> _Exercise directions_
Transcribe the passage on brown bears in the Russian River area word for word, from "In addition to" up to and including "the first time.".

> _Passage given_
━━━━━━

Fish and Game was recently involved in a meeting between the U.S. Forest Service, Kenai National Wildlife Refuge and other agencies involved in the management of this area. As a result, Selinger said several news techniques will be employed this year, including one that will be challenging for wildlife authorities, given the terrain and high numbers of people who frequent this popular spot.

“We’re going to attempt to capture and mark at least four bears that have frequented the area in years past if they show up again,” he said.

These bears will be chemically immobilized from the ground, marked and/or ear tagged, and Fish and Game will attempt to bleach patches of hair on the bear’s body and then brightly color them with dye for easy identification.

“We’ll use specific color codes to tell the bears apart and we may do two areas, such as the head and neck and also the rear, so bears can be identified coming and going,” he said.

Selinger said this is not an attempt to deface bears but to make some bears identifiable with the obvious markings so wildlife officials can learn which bears are doing what, and when.

The bright colors will allow fisherman, tourists, campers, ferry service employees and others in the area to easily and reliably identify the bears even in low-light conditions, such as at dawn and dusk when numerous fishermen still line the banks of the river despite the dangers of doing so.

“We want to start to have a known history for the bears, so that we can track which ones walk away when confronted by people and which ones demonstrate escalating behaviors,” he said.

Stealing fish on stringers, backpacks with food on the river’s edge and coolers left unattended in a campground with increased frequency is an example of escalating behavior. This behavior often increases as a bear loses its fear of humans, and a bear that doesn’t fear humans isn’t long for this world.

That’s part of the reasoning behind the color-code system, according to Selinger. When a bear gets too brazen and the decision is made to euthanize the animal for public safety, Fish and Game is called while an incident is in progress.

“But by the time we can drive up there, it may be 45 minutes or an hour later. The bear may have moved off by then and we’ll have to go and look for it. But if we’re going up there to put a bear down, we want to be sure it’s the correct one,” he said.

In addition to the bear identification plan, Selinger said the “Stop, Chop and Throw” campaign will be promoted again this year. This technique is employed as a way of eliminating carcasses by having fishermen cut them into small chunks that drift away easier than whole carcasses, and by throwing these chucks into the center of the river, where they are most likely to be swept downstream and into deep water beyond the reach of bears.

To aid fishermen in this effort, Selinger said chopper/grinders will be available in the Russian River area for the first time.

“We’ll have them in a few key locations to try them out and see how they work and if people are using them,” he said.

Selinger said choppers/grinders are tentatively planned at the bottom of the stairs that lead down from the Grayling parking area, at the first gravel bar upstream from the confluence of the Russian and Kenai rivers, one at the confluence of the two rivers and one at the ferry terminal.

“The forest service will also have two federal protection officers in the area this year. They’ll be spreading the word about bear safety, recording any incidents as they happen and, when necessary, writing citations for those that don’t comply,” Selinger said.

Hide and seeking ideas

Several strategies will be implemented this summer to decrease problem brown bear behavior in the Russian River area:

· Dyeing patches of bear’s hides to make them more visible and recognizable.

· Stop, Chop and Throw program to encourage fishermen to chop up fish waste and throw it in the river.

· Federal protection officers will be stationed in the area.

━━━━━━

> _Given data_
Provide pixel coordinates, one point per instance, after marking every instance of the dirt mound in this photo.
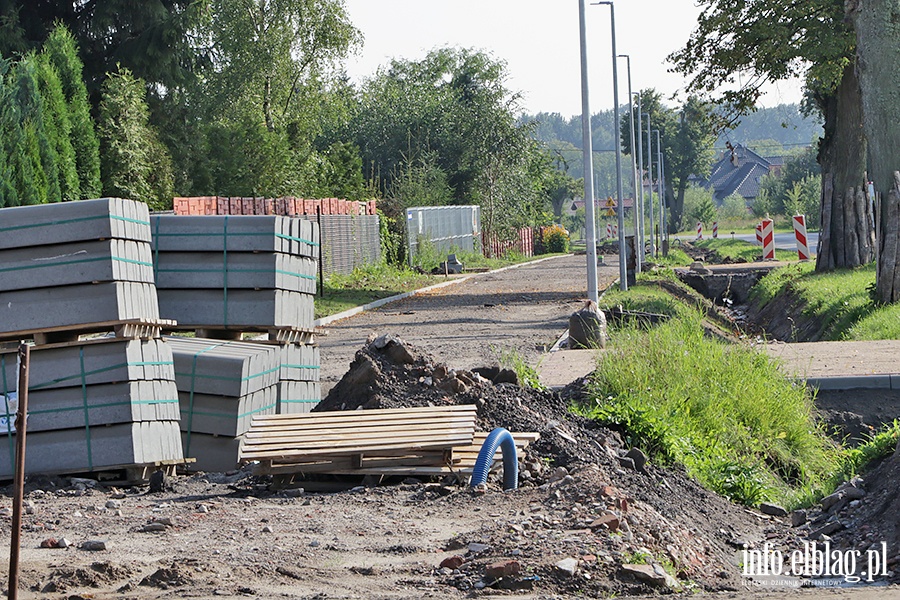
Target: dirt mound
(662, 513)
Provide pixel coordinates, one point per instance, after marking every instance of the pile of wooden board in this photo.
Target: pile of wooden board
(75, 265)
(238, 273)
(222, 385)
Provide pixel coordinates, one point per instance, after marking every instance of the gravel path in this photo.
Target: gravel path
(465, 325)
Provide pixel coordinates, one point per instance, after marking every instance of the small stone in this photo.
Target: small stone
(639, 458)
(772, 510)
(504, 568)
(798, 518)
(93, 545)
(452, 562)
(568, 566)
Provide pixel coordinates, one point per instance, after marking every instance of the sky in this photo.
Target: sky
(538, 40)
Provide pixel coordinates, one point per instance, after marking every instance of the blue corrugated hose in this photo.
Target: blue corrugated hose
(503, 438)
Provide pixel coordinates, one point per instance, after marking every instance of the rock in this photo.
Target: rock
(829, 501)
(826, 529)
(93, 545)
(639, 458)
(476, 548)
(452, 562)
(503, 568)
(653, 574)
(568, 566)
(627, 462)
(772, 509)
(610, 522)
(798, 518)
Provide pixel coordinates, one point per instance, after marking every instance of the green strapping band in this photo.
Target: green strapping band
(87, 425)
(226, 378)
(12, 447)
(95, 371)
(187, 442)
(76, 220)
(76, 262)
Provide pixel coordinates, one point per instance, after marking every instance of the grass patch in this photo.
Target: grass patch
(840, 299)
(723, 411)
(367, 284)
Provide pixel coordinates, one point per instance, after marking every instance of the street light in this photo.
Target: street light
(640, 174)
(623, 269)
(638, 240)
(650, 182)
(587, 152)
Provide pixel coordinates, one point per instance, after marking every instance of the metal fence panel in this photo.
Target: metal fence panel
(444, 228)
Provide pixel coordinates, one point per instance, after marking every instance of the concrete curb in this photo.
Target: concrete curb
(379, 303)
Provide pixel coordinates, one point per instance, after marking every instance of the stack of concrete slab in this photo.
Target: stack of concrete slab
(67, 265)
(242, 273)
(298, 380)
(106, 403)
(221, 386)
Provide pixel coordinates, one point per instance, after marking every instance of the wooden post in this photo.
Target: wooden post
(19, 481)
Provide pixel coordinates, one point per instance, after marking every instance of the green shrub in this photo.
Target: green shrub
(556, 239)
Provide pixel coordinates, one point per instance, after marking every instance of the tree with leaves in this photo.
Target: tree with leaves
(134, 163)
(770, 40)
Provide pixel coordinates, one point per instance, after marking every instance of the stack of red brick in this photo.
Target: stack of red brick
(288, 206)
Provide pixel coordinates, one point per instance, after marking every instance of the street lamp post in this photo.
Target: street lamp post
(650, 182)
(662, 197)
(640, 175)
(638, 243)
(587, 153)
(623, 269)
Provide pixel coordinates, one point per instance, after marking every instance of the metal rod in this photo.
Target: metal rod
(640, 151)
(15, 541)
(638, 244)
(650, 182)
(623, 268)
(588, 156)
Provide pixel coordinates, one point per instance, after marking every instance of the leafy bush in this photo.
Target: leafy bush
(556, 239)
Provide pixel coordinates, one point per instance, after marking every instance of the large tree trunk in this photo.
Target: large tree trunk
(846, 238)
(877, 24)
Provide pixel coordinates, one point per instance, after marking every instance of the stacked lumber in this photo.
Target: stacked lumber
(75, 266)
(328, 441)
(237, 273)
(299, 390)
(222, 385)
(95, 405)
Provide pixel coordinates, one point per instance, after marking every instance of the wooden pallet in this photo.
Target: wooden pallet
(128, 329)
(317, 442)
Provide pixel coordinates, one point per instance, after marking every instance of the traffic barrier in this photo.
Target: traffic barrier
(768, 239)
(800, 234)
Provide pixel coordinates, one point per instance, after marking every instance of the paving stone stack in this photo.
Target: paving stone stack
(299, 389)
(93, 405)
(237, 273)
(222, 385)
(67, 265)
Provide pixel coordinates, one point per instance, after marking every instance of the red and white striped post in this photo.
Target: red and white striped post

━━━━━━

> _Solution to this problem_
In addition to the bear identification plan, Selinger said the “Stop, Chop and Throw” campaign will be promoted again this year. This technique is employed as a way of eliminating carcasses by having fishermen cut them into small chunks that drift away easier than whole carcasses, and by throwing these chucks into the center of the river, where they are most likely to be swept downstream and into deep water beyond the reach of bears.

To aid fishermen in this effort, Selinger said chopper/grinders will be available in the Russian River area for the first time.